Repeat exactly the lines of the listing from the line containing "under bowl? Mark that spot." through its last line, and nothing beyond them.

### Extracted entries

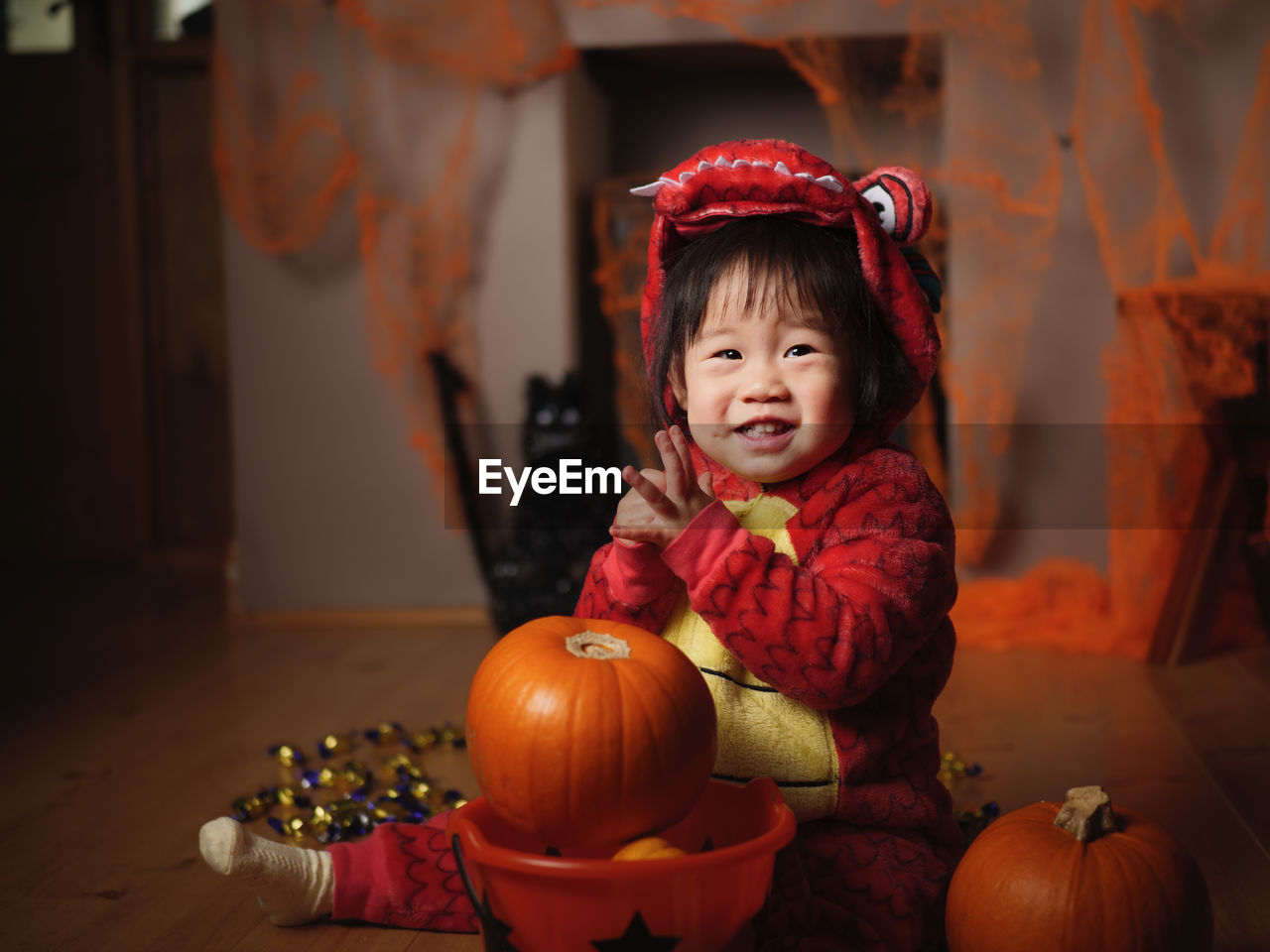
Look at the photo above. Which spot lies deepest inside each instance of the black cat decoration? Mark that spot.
(535, 565)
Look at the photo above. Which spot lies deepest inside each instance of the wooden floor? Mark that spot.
(135, 712)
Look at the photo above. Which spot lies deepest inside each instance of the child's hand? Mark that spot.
(659, 504)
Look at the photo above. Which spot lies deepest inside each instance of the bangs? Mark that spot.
(784, 275)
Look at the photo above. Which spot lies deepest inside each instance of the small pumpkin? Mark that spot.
(1078, 878)
(589, 733)
(648, 848)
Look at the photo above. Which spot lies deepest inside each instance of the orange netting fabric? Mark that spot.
(408, 123)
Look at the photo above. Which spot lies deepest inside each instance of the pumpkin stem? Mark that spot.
(1086, 814)
(597, 644)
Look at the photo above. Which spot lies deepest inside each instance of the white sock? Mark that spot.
(294, 885)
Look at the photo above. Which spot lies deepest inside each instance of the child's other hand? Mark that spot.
(659, 504)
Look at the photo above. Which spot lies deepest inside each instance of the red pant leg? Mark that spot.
(402, 875)
(846, 889)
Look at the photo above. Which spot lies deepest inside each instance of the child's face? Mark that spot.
(767, 390)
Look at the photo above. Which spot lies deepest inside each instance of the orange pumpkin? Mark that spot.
(648, 848)
(1078, 876)
(589, 733)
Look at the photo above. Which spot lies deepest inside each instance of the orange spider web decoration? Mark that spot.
(1192, 312)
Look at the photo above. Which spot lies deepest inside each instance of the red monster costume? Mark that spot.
(817, 610)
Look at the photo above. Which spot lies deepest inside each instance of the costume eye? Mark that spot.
(884, 204)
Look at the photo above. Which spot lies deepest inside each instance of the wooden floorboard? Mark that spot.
(136, 712)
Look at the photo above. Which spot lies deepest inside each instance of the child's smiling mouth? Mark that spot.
(766, 434)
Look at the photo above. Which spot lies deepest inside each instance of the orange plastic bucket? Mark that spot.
(535, 900)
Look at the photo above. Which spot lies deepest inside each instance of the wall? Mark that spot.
(334, 509)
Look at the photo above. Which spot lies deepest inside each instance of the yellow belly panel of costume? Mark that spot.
(761, 731)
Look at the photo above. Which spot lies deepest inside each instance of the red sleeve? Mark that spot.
(876, 579)
(629, 584)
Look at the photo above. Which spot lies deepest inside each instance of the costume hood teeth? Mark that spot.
(721, 162)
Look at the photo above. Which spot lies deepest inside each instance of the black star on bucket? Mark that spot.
(636, 938)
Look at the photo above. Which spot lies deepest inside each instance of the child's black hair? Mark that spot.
(820, 267)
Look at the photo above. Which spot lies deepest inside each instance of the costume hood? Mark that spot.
(887, 208)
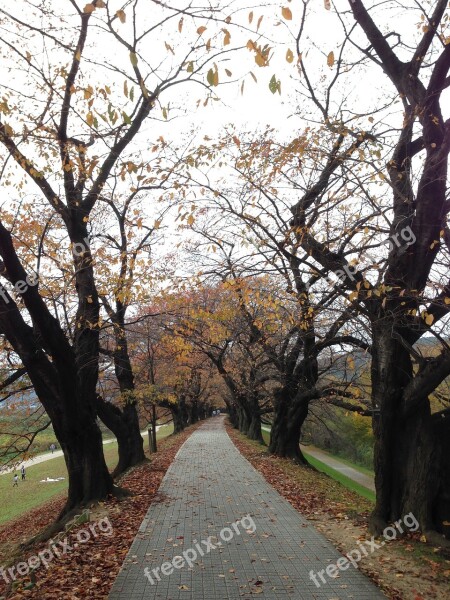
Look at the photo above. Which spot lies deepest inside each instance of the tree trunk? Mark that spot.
(89, 478)
(179, 415)
(243, 419)
(130, 442)
(408, 453)
(286, 428)
(254, 430)
(125, 426)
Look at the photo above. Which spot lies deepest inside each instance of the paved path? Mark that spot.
(365, 480)
(207, 490)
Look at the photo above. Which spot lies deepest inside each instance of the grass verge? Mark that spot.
(336, 475)
(32, 492)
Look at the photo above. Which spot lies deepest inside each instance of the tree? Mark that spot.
(68, 142)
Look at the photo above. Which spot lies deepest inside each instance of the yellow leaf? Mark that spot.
(88, 92)
(169, 48)
(120, 14)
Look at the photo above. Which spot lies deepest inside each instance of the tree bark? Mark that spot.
(409, 448)
(286, 429)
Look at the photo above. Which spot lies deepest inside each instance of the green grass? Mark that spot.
(342, 479)
(32, 493)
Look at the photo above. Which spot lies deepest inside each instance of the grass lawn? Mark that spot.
(342, 479)
(32, 493)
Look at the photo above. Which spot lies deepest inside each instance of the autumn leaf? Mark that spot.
(275, 85)
(227, 38)
(133, 59)
(120, 14)
(429, 319)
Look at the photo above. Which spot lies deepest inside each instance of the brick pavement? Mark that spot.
(209, 487)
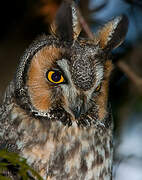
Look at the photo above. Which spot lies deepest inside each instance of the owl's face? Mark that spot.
(71, 79)
(66, 78)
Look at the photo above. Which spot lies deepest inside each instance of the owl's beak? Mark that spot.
(76, 111)
(78, 108)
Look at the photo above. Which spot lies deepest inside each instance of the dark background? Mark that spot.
(22, 21)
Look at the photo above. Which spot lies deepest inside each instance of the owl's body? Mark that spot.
(56, 112)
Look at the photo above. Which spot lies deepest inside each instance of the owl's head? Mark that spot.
(64, 77)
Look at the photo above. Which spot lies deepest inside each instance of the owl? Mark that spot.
(55, 112)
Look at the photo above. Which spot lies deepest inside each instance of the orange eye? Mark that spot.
(54, 77)
(98, 88)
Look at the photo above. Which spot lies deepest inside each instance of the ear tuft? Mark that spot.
(62, 24)
(113, 33)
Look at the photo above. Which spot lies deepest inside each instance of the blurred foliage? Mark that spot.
(16, 166)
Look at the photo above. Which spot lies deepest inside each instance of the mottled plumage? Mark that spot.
(55, 112)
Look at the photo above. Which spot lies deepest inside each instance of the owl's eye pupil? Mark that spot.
(56, 76)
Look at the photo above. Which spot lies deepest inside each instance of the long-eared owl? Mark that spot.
(55, 112)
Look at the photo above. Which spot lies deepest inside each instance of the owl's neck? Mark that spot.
(63, 152)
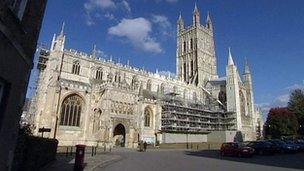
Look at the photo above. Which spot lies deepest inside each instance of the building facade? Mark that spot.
(93, 101)
(20, 22)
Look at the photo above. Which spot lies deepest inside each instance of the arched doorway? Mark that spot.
(119, 135)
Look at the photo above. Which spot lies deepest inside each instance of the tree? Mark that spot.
(296, 105)
(281, 122)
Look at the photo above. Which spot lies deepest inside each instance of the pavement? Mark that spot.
(178, 160)
(66, 163)
(192, 160)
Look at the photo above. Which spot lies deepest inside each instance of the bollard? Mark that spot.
(79, 157)
(67, 152)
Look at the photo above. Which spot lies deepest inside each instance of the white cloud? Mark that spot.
(104, 9)
(137, 31)
(164, 25)
(161, 20)
(102, 4)
(169, 1)
(126, 5)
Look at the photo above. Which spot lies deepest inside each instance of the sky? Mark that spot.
(268, 33)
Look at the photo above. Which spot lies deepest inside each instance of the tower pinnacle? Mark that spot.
(246, 69)
(62, 29)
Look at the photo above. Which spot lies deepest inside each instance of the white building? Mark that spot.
(92, 101)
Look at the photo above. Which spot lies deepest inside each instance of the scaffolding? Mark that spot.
(183, 116)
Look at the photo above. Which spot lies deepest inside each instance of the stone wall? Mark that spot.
(183, 138)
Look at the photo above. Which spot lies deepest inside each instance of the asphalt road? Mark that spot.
(183, 160)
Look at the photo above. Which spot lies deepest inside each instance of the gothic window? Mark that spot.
(222, 97)
(99, 74)
(185, 71)
(191, 65)
(76, 68)
(149, 85)
(71, 111)
(148, 115)
(242, 103)
(18, 7)
(162, 88)
(194, 96)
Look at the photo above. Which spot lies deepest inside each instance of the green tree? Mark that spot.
(296, 105)
(281, 122)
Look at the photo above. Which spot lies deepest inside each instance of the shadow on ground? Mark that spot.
(294, 161)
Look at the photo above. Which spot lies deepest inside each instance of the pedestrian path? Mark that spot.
(63, 163)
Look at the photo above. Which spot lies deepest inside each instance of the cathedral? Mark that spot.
(85, 99)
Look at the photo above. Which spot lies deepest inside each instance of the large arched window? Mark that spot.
(71, 111)
(76, 68)
(99, 74)
(148, 117)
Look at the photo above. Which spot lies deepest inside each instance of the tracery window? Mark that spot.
(148, 115)
(76, 68)
(194, 96)
(71, 111)
(99, 74)
(243, 102)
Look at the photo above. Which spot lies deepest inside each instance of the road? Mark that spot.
(183, 160)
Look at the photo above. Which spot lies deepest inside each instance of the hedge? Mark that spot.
(32, 153)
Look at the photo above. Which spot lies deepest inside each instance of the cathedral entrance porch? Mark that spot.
(119, 135)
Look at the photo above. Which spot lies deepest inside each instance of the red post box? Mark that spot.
(79, 157)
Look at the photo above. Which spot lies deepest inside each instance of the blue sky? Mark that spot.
(268, 33)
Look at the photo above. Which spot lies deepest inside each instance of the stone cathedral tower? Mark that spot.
(196, 60)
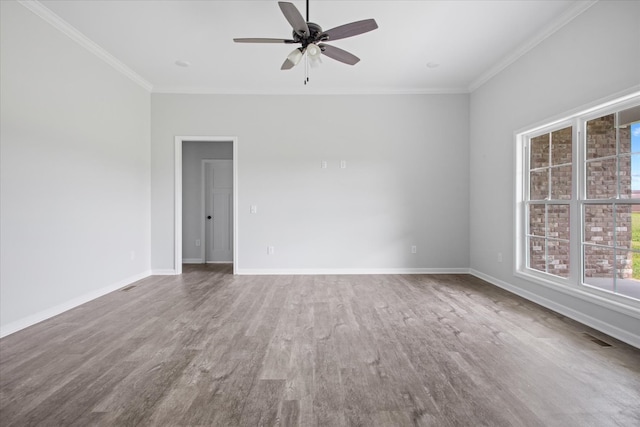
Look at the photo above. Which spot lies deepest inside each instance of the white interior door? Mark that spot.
(218, 185)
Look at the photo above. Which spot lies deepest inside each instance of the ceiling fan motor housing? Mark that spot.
(315, 35)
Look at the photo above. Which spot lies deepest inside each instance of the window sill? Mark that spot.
(629, 307)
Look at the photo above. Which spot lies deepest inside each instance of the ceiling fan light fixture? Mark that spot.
(295, 56)
(313, 51)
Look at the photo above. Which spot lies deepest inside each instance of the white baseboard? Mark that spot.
(347, 271)
(162, 272)
(621, 334)
(61, 308)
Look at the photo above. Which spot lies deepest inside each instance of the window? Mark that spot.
(578, 201)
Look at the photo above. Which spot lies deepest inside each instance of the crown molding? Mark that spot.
(307, 91)
(550, 29)
(63, 26)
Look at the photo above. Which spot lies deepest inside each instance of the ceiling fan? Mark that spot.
(313, 39)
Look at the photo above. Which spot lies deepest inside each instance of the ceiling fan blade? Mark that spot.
(294, 17)
(262, 40)
(287, 65)
(339, 54)
(352, 29)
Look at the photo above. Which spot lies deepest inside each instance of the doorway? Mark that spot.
(196, 237)
(217, 211)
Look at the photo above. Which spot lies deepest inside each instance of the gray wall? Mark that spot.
(594, 56)
(192, 155)
(406, 181)
(75, 168)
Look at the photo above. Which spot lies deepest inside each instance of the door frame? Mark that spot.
(177, 228)
(203, 208)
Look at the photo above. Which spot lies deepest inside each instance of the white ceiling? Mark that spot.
(469, 40)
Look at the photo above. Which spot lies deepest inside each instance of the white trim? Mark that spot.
(621, 334)
(570, 286)
(347, 271)
(164, 272)
(308, 90)
(177, 226)
(31, 320)
(64, 27)
(521, 50)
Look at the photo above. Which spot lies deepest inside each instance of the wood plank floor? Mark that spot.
(211, 349)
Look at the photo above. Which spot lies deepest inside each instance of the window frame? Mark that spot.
(573, 284)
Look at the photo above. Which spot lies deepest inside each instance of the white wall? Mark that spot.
(406, 181)
(594, 56)
(192, 155)
(74, 172)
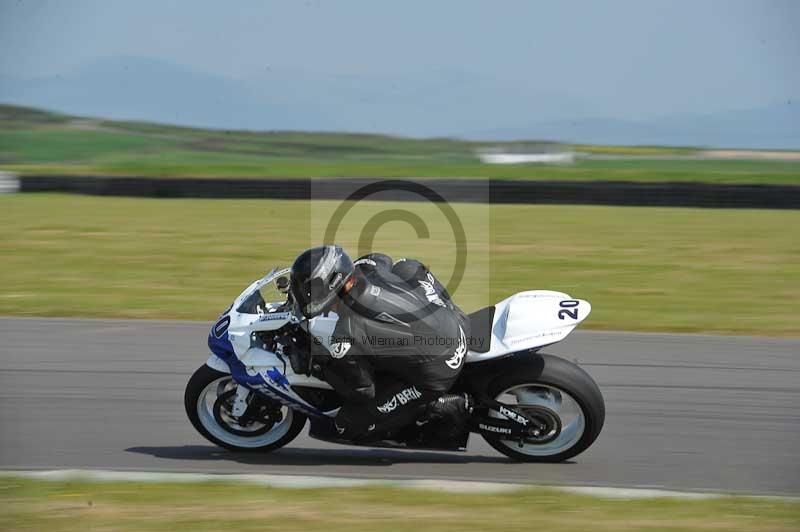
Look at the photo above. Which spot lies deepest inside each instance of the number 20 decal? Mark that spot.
(567, 309)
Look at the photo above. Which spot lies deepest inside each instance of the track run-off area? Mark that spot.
(684, 412)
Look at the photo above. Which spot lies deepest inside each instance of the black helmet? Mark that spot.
(317, 276)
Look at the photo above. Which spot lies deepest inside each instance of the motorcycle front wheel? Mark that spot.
(560, 396)
(208, 400)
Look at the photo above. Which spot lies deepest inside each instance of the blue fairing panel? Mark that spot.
(222, 347)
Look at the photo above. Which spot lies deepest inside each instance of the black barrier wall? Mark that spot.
(500, 191)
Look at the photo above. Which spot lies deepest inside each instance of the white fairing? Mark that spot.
(532, 319)
(523, 321)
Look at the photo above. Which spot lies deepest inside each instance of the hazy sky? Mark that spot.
(622, 59)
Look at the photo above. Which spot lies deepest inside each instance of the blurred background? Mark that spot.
(156, 157)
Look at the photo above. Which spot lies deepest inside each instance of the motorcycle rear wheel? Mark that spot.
(213, 420)
(554, 385)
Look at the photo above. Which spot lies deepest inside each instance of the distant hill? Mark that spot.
(134, 88)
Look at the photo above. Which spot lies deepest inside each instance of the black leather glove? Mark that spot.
(299, 355)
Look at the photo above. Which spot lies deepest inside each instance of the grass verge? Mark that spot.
(66, 506)
(646, 269)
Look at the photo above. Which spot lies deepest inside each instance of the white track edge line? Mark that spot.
(306, 482)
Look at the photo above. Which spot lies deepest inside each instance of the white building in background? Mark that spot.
(527, 153)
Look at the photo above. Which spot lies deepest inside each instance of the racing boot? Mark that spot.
(446, 418)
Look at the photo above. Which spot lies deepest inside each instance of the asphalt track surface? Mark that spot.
(683, 411)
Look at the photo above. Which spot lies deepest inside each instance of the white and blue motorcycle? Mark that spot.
(529, 406)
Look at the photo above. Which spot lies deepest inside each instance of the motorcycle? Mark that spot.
(528, 405)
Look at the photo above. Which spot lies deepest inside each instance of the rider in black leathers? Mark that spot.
(398, 345)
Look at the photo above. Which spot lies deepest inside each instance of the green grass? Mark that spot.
(35, 142)
(66, 506)
(645, 269)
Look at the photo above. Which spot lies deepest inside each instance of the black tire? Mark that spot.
(198, 382)
(560, 373)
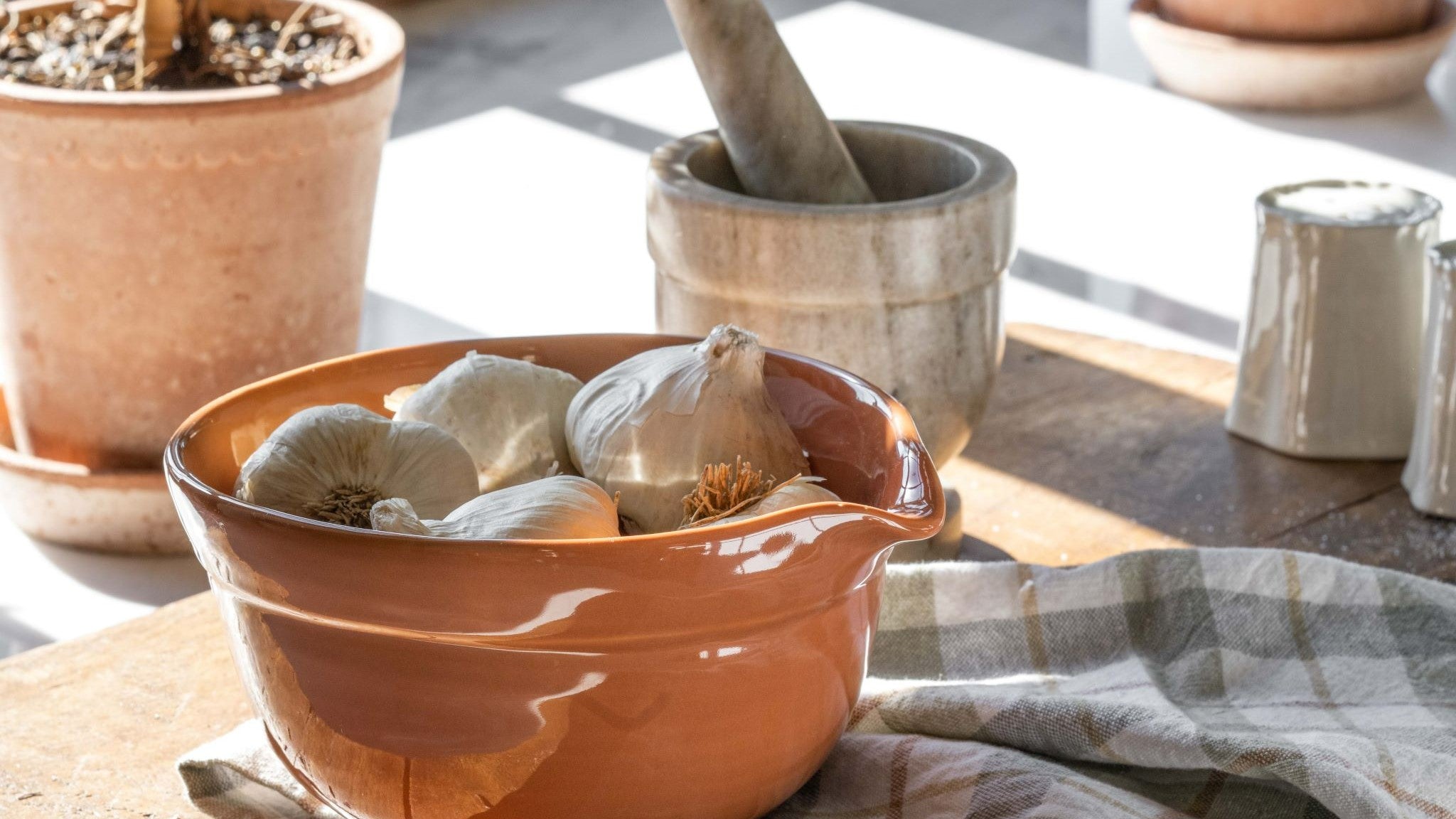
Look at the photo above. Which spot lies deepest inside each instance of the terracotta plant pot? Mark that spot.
(1290, 76)
(1302, 19)
(159, 248)
(904, 291)
(698, 674)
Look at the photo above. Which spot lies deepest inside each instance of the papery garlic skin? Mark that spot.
(397, 515)
(648, 426)
(336, 462)
(565, 508)
(508, 414)
(801, 491)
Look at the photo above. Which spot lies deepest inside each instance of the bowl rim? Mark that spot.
(1146, 14)
(918, 519)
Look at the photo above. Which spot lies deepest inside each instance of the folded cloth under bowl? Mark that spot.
(1190, 682)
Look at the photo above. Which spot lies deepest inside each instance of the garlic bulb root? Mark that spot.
(508, 414)
(800, 491)
(725, 490)
(565, 508)
(334, 462)
(648, 426)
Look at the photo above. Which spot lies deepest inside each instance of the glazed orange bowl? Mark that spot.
(702, 674)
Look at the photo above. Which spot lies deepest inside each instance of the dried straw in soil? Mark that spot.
(94, 47)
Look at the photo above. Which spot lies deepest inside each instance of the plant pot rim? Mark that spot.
(1145, 14)
(383, 57)
(993, 172)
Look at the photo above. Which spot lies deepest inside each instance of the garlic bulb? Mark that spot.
(336, 462)
(800, 491)
(648, 426)
(400, 395)
(508, 414)
(554, 509)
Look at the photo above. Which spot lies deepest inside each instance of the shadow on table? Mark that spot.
(1126, 298)
(466, 57)
(1136, 433)
(390, 323)
(16, 637)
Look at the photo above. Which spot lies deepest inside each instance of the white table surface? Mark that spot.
(513, 201)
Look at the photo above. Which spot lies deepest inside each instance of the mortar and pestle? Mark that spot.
(877, 247)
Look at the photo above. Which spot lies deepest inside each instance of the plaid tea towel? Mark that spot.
(1155, 685)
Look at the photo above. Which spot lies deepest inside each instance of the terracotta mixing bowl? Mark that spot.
(698, 674)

######

Result:
Look at the photo above. Which spot lies deepest inside each instance of the folded cloth under bowl? Mark that spot.
(1190, 682)
Look at the photo above. Which spot lies deepest inside each instance of the garlic bulb root? Mark that spot.
(508, 414)
(800, 491)
(725, 490)
(565, 508)
(334, 462)
(648, 426)
Look at the photo above. Which spot lies deepest inside each instance of the glazed orange bowl? Mark that spot.
(702, 674)
Look at the photo above. Which spot lies deepest inside each instance of the dried straw in soil? Mark that spot.
(94, 47)
Look at the photo above. Which spot lies deepest inside each instance of the plant pot rim? Mark that spot.
(1145, 14)
(383, 57)
(993, 172)
Look at the photo above. Which spot lies deepest inside each instance of the garlic bulb? Mark that spot.
(336, 462)
(800, 491)
(648, 426)
(400, 395)
(508, 414)
(554, 509)
Look at the photo above. Which spot lies deepest inside each instance of the shadow on table? Mark that spot.
(1126, 298)
(466, 57)
(1136, 433)
(390, 323)
(16, 637)
Look at the photo above. Which spot lies deepest inside each instance of the white table surface? Mark that spot.
(513, 201)
Look at the photo above. Which spot lies deepest inside each instance of the mortar and pestle? Mark that spot.
(877, 247)
Look at the photo above. Which spot lies deepest inside each instance of the plaid tea towel? Mark that spot.
(1155, 685)
Look at the photo above. Which spot lies deepest inside each instance of the terracotta mixing bowl? Mark that spot.
(698, 674)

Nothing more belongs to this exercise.